Given task >> Reproduce the line that holds "Task: spot one point per instance of the towel with" together with all the lines after it up to the end of the entries.

— begin —

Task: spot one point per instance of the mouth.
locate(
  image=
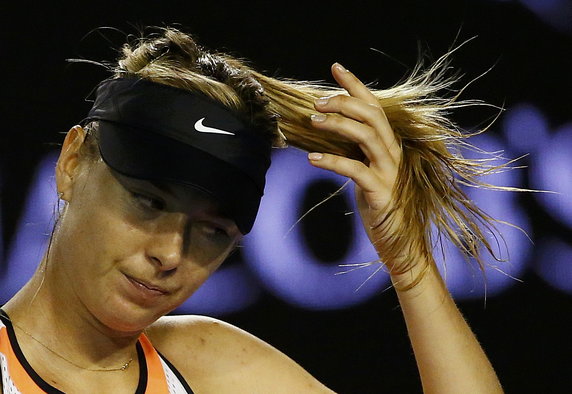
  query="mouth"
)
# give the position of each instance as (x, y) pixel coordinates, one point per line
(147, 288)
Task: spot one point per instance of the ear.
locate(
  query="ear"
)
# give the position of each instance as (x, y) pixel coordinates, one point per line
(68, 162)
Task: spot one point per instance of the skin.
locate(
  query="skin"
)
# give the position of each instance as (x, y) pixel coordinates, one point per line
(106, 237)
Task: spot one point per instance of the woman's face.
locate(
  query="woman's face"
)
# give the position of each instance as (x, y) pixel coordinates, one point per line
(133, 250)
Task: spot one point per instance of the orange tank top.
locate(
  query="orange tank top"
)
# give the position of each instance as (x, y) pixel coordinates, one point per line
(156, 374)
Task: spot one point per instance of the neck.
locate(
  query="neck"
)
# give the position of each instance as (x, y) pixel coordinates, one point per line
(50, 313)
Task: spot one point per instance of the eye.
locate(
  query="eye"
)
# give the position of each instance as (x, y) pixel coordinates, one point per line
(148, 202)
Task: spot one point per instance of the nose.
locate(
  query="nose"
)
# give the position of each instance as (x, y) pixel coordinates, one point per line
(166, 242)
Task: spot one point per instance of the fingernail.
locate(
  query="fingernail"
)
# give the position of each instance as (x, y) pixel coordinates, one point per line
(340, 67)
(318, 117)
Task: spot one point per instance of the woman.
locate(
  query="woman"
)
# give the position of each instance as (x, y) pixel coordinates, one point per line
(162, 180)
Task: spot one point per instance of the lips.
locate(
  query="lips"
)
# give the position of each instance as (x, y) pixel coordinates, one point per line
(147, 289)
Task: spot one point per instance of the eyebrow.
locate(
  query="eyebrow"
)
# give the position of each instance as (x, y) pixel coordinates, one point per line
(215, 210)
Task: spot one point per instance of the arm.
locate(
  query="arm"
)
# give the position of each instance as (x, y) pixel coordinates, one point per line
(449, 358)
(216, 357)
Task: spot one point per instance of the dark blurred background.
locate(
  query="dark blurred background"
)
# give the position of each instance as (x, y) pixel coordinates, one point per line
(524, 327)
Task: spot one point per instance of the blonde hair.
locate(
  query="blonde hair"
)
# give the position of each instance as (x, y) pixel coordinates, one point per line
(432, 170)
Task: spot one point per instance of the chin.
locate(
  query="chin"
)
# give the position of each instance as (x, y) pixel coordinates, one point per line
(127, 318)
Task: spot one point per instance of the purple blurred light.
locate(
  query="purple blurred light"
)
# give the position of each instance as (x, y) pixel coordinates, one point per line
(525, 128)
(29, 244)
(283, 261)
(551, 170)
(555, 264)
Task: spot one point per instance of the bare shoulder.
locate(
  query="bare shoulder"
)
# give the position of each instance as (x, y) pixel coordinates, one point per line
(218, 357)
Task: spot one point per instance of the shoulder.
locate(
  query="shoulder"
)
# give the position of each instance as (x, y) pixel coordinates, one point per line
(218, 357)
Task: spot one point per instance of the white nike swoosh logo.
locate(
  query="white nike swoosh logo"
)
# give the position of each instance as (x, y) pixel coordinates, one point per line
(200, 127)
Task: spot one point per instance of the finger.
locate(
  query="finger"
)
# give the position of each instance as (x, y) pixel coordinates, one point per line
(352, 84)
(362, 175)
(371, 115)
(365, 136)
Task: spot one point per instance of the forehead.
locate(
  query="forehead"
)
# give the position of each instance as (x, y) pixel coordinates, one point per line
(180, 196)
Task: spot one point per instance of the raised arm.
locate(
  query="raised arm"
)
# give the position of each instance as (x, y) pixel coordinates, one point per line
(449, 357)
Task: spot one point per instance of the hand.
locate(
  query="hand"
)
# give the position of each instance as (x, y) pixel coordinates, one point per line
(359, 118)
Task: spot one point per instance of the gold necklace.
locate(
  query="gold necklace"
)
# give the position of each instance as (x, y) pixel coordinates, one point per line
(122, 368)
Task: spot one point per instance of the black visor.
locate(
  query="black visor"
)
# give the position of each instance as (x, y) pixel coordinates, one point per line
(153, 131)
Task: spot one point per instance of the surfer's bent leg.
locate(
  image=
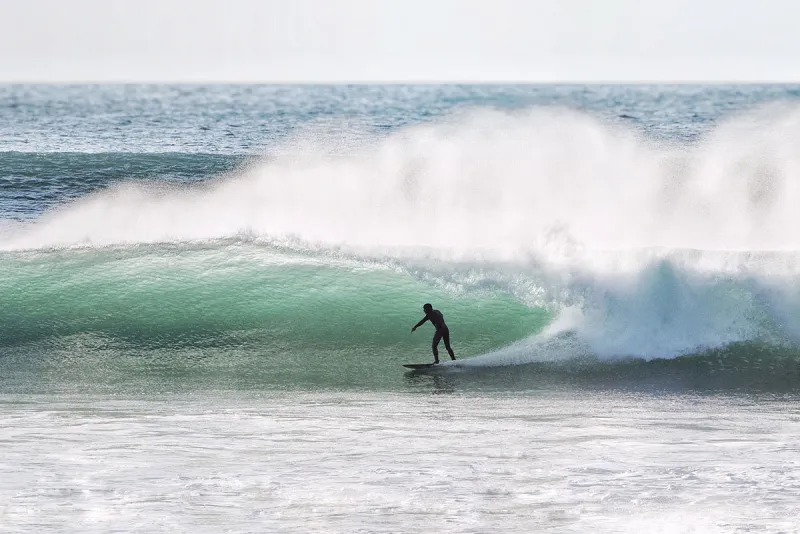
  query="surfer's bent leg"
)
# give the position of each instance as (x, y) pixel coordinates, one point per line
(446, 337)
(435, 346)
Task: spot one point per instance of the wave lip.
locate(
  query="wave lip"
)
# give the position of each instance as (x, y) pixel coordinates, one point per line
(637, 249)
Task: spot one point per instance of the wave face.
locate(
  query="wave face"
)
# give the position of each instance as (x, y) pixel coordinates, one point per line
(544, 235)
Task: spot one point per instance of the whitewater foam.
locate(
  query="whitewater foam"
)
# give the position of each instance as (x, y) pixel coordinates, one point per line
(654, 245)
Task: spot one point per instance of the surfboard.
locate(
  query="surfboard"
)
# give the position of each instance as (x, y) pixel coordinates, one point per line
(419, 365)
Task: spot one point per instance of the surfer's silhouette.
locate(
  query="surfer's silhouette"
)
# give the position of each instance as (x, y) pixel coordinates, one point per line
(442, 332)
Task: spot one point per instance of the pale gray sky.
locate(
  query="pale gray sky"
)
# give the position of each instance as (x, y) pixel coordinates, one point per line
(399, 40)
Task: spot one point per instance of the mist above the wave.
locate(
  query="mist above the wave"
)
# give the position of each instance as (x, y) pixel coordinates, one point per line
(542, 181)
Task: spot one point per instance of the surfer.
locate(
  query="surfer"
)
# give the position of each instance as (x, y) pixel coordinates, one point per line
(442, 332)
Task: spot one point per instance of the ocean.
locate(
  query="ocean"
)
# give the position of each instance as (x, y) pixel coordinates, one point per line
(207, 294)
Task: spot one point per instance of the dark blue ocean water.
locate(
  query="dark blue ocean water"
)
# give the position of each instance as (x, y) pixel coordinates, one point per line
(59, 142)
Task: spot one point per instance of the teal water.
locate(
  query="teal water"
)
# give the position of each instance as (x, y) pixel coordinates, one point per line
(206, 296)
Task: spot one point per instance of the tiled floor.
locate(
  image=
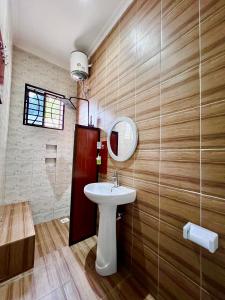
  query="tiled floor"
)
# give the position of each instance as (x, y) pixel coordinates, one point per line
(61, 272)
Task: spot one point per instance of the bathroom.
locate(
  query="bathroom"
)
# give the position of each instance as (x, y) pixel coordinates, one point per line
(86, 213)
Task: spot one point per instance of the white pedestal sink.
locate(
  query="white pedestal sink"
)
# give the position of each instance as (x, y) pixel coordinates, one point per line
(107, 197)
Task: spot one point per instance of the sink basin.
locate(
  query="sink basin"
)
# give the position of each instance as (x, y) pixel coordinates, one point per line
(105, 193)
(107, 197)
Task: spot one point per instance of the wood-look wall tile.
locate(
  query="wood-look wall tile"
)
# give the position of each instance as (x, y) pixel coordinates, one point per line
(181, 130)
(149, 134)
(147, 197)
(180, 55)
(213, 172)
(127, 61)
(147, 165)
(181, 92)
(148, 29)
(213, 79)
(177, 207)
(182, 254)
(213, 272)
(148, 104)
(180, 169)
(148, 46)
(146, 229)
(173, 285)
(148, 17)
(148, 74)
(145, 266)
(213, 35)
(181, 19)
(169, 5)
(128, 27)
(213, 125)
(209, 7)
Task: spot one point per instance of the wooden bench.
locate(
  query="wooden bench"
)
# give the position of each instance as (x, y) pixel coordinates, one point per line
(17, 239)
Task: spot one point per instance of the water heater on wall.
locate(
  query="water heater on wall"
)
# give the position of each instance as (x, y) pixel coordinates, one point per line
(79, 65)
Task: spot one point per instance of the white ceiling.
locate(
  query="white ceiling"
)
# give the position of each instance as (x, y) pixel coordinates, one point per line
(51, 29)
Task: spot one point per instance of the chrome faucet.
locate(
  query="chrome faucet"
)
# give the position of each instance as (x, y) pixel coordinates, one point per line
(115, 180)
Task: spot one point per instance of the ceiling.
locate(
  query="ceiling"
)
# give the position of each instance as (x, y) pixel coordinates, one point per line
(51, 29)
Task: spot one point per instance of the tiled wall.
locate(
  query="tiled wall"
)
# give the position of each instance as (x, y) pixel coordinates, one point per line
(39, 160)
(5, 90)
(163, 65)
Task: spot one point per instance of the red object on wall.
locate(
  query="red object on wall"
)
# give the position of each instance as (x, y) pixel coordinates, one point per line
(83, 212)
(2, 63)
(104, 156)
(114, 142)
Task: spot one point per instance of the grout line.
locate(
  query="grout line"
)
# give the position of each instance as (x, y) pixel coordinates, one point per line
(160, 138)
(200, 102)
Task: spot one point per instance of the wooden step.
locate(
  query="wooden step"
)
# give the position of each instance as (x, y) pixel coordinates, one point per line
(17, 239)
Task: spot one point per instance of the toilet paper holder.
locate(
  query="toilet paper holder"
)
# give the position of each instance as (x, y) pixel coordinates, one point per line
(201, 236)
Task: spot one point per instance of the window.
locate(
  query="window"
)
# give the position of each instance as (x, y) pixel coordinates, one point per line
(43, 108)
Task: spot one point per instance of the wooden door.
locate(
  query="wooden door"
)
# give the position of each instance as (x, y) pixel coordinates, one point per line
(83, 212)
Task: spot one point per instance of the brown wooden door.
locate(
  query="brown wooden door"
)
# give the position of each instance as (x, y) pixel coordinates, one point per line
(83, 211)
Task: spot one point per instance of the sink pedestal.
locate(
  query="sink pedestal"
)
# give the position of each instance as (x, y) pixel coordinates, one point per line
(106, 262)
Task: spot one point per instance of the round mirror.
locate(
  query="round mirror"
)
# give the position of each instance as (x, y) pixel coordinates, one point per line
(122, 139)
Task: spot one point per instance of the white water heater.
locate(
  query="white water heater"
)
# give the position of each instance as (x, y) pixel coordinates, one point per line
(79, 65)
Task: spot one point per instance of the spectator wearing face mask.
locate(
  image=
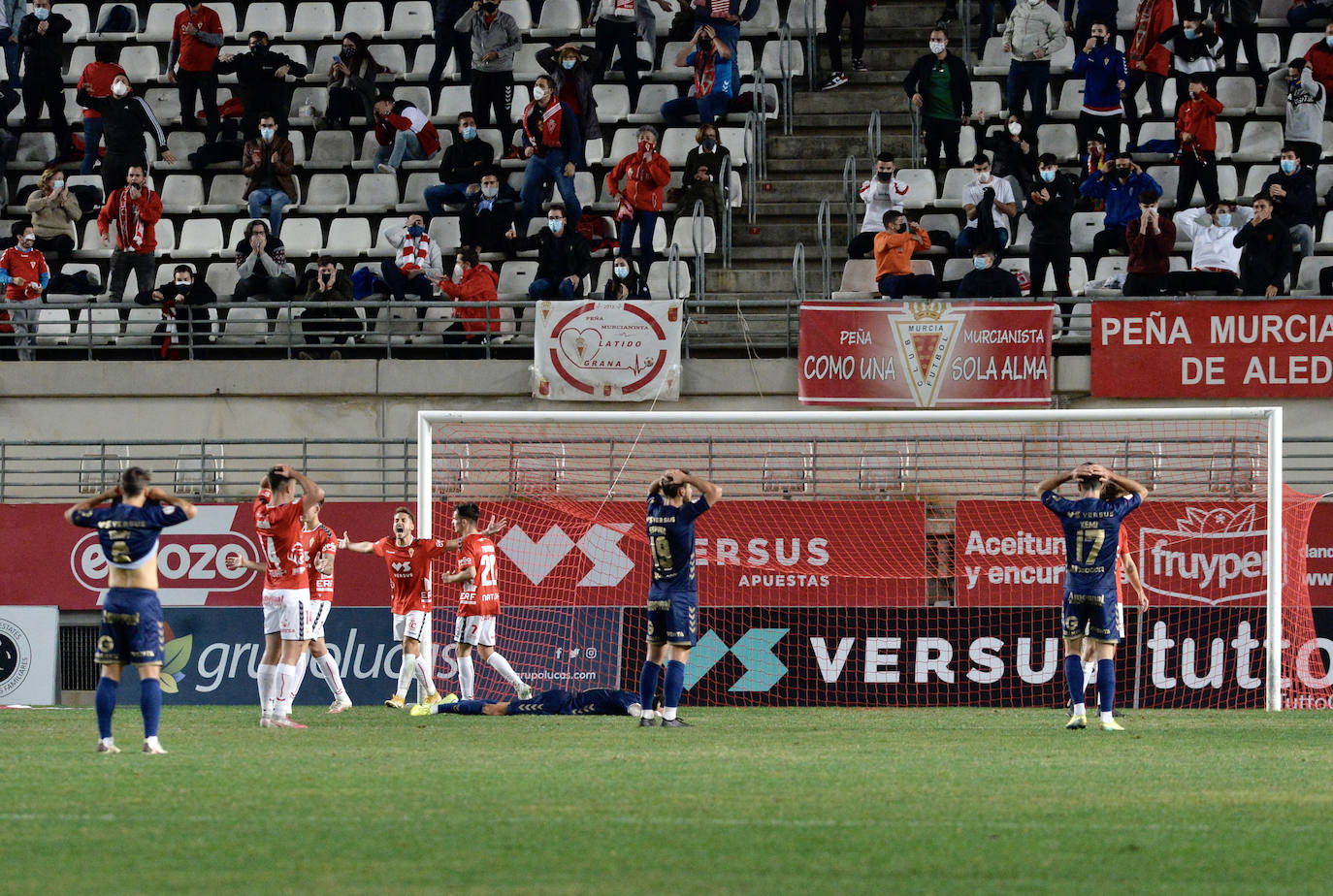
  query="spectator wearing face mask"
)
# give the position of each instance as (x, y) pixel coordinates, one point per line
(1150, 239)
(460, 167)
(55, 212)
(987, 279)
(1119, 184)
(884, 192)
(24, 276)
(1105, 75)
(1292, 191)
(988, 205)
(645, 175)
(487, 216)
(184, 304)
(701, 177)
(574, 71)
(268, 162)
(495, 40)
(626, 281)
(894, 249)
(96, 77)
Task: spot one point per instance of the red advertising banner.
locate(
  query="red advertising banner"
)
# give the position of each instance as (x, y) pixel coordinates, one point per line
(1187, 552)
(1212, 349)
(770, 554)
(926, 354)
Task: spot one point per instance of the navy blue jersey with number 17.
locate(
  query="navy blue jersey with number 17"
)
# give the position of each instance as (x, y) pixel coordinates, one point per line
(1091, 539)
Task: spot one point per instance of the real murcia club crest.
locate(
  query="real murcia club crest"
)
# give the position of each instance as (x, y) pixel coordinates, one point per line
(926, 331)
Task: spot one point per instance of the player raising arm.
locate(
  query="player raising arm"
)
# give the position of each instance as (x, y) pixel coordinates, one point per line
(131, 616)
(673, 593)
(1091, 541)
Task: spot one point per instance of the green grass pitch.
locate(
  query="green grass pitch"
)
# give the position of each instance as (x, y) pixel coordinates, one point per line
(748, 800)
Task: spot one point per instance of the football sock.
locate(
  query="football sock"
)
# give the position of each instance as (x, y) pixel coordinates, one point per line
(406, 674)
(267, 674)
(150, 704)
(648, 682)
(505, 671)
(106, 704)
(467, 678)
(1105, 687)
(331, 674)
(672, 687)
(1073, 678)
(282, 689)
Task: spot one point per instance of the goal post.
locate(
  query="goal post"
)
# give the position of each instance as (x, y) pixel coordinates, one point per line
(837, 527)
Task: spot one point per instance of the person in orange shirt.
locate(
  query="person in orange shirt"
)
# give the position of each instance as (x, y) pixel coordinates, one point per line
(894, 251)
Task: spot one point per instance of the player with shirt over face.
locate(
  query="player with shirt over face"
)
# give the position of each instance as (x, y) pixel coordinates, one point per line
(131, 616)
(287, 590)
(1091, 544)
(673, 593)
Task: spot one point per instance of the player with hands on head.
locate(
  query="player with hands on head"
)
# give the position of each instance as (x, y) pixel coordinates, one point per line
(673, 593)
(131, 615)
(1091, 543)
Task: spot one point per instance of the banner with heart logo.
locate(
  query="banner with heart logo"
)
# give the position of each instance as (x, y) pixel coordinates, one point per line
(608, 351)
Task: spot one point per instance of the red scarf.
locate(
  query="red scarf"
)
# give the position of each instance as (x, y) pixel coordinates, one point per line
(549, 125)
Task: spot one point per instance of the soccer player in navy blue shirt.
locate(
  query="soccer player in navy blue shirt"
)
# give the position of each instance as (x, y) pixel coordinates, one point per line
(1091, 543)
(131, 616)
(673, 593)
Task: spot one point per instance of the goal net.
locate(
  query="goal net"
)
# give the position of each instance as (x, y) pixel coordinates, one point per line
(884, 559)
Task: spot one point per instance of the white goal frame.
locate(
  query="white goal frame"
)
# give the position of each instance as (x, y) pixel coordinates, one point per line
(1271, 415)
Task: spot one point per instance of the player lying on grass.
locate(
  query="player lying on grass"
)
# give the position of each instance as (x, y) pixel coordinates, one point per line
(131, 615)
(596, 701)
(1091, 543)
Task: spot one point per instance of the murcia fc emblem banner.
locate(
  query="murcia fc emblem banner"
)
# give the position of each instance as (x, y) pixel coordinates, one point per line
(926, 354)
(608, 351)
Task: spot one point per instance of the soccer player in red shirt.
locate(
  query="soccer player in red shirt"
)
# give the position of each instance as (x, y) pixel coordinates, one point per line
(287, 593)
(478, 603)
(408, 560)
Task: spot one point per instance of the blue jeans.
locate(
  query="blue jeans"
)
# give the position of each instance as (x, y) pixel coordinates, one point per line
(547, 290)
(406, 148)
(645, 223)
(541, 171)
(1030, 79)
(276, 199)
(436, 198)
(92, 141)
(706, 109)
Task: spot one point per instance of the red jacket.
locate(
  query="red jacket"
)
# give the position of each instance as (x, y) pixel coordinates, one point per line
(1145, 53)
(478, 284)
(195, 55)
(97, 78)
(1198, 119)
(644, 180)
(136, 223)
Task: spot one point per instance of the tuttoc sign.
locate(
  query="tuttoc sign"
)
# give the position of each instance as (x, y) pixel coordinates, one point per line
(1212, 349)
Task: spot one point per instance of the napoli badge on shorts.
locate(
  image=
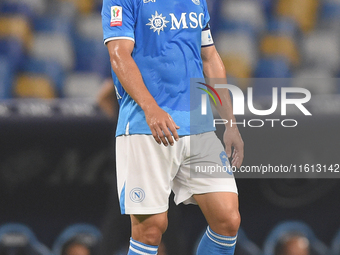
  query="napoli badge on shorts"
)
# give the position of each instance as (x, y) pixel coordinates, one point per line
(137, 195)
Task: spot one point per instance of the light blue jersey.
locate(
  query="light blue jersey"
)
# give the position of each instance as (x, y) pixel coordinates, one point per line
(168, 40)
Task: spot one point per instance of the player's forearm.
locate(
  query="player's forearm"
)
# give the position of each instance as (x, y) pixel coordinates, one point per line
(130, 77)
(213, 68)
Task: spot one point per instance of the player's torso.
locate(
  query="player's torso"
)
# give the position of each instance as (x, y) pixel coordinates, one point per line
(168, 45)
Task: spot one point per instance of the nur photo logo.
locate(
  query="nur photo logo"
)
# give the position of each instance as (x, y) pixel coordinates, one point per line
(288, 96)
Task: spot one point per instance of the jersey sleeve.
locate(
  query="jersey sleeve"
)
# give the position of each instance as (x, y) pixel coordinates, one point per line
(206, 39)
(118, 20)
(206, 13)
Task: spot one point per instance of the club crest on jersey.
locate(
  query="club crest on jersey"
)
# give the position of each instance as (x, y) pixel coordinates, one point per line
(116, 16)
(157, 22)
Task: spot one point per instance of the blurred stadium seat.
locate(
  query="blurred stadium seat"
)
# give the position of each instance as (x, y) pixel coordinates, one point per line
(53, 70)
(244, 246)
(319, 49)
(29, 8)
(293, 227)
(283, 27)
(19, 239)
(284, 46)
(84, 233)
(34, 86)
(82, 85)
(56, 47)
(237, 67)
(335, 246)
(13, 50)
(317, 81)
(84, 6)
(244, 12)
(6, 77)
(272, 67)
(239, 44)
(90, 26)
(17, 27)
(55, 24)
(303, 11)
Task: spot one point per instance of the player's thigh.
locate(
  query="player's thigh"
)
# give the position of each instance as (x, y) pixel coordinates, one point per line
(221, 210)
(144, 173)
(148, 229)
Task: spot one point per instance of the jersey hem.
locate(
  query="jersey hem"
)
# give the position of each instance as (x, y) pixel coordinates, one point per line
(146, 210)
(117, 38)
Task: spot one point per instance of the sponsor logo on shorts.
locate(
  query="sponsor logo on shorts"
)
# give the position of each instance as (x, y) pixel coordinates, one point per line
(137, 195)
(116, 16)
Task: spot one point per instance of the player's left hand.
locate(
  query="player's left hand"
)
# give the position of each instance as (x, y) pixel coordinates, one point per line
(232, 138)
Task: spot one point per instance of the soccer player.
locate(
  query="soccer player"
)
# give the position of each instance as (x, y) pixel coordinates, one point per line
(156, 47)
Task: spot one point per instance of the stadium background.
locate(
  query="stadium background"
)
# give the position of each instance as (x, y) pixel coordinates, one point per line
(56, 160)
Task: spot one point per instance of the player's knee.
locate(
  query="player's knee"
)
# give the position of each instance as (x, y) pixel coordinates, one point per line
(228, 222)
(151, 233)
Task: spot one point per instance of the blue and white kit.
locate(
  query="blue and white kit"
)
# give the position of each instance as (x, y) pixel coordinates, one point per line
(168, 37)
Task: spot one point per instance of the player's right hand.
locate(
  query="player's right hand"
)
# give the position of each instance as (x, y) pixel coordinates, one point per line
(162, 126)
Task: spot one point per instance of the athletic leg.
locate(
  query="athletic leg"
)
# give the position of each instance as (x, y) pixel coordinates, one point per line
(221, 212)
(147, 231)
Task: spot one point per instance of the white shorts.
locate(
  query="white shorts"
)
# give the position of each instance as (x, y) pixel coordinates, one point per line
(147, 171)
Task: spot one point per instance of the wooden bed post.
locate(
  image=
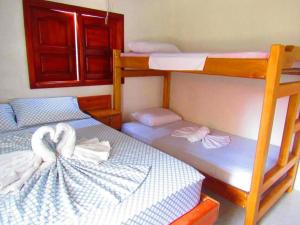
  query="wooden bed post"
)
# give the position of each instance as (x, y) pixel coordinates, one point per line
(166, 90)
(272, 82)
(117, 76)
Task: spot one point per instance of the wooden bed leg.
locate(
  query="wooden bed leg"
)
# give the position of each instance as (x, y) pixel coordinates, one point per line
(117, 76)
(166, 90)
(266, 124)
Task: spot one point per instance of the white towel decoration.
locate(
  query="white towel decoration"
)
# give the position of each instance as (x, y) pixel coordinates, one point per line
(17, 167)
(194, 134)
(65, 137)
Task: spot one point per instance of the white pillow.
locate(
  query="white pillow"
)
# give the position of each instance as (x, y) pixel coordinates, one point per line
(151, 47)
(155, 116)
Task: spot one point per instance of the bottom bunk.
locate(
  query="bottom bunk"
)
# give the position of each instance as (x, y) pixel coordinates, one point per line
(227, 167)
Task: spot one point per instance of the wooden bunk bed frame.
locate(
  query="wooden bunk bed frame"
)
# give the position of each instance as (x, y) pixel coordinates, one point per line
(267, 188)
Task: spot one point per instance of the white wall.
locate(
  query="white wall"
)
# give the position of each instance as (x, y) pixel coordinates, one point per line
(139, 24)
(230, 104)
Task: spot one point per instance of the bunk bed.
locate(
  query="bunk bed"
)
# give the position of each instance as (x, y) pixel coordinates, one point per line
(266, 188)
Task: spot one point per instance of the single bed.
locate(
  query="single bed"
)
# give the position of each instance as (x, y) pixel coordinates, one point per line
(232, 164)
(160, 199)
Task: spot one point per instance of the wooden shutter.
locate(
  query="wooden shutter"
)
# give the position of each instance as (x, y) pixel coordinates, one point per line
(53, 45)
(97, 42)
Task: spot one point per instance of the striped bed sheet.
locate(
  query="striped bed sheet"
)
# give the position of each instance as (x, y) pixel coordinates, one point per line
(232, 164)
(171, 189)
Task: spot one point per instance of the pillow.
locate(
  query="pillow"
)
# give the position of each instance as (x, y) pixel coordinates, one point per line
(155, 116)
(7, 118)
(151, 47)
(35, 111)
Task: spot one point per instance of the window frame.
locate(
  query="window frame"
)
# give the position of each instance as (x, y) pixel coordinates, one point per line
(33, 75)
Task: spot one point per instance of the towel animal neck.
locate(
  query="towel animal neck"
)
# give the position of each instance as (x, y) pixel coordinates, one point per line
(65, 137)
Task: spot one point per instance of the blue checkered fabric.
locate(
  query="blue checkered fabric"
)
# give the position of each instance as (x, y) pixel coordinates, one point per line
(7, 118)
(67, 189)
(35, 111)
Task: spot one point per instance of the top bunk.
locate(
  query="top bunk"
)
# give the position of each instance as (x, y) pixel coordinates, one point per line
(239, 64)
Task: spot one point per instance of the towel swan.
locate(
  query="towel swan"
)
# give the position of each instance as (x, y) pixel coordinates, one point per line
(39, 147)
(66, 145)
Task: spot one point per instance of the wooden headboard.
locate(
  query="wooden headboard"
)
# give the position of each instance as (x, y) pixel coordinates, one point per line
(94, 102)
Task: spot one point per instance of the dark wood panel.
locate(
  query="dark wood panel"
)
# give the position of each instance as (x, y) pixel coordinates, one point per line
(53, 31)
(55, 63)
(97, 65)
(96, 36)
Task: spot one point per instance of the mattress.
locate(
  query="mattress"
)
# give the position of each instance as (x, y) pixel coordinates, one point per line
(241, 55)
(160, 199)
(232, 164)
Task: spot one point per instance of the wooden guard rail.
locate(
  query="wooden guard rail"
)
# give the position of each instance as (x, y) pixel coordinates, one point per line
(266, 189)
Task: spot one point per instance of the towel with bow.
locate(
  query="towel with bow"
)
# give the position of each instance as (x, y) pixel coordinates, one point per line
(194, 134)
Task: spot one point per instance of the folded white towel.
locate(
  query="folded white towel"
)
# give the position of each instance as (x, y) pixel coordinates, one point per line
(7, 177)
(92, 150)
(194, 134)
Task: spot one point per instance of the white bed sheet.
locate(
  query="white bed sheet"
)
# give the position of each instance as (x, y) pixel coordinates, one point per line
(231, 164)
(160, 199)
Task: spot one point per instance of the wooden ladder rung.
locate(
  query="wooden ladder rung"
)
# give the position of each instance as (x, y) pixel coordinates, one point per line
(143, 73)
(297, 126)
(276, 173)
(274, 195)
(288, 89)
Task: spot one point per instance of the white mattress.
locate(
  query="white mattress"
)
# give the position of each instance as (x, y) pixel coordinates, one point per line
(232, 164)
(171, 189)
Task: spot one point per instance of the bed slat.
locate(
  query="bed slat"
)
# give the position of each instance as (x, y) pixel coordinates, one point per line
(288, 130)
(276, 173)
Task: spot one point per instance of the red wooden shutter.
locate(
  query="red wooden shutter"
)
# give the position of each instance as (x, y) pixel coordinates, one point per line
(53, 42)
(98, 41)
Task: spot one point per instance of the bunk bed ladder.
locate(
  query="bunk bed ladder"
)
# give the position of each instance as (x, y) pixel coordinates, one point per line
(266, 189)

— end —

Exercise response >>
Task: spot one point per instance of the towel with bow.
locate(
  query="towel with bow"
)
# give the position of each instance as (x, y) pixel coordinates, one point per line
(194, 134)
Task: spot one point per instance of the folded white towel.
locate(
  query="folded white towel"
)
# give the position of each instance as (x, y) pixel coordinates, one point per line
(7, 177)
(92, 150)
(194, 134)
Task: spot one point per instance of the white bed sheet.
locate(
  query="white bed sheet"
)
# give the position of each instance as (x, y) pixel coordinates, one point per line
(231, 164)
(160, 199)
Task: spot one point per instance of the wooden ladder rung.
locate(
  query="wooden ladder rung"
)
# give the position of each instance as (x, y) pixel coordinates, one point per line
(143, 73)
(297, 126)
(276, 173)
(274, 195)
(288, 89)
Task: spot one point per instance of the white mattress.
locate(
  query="white mattress"
)
# give the position of each instance as (x, y) pixel coordinates, one point per line
(232, 164)
(171, 189)
Task: spot one point per instance of the bed slat.
locate(
  query="bed slat"
)
# give the position of each instance as (x, y) pixel coordinates, one point per line
(288, 130)
(276, 173)
Task: spot one point per instance of the red wooden shutter.
locate(
  query="red wooden shutter"
)
# give the position of each instance as (x, y) pixel coordinates, one point per line
(53, 42)
(98, 41)
Task: spot one point per instance of the bunk bed ladder.
locate(
  query="bunk bed ladder"
)
# give the position of each instance as (x, y) pixel coordinates, one point per line
(266, 189)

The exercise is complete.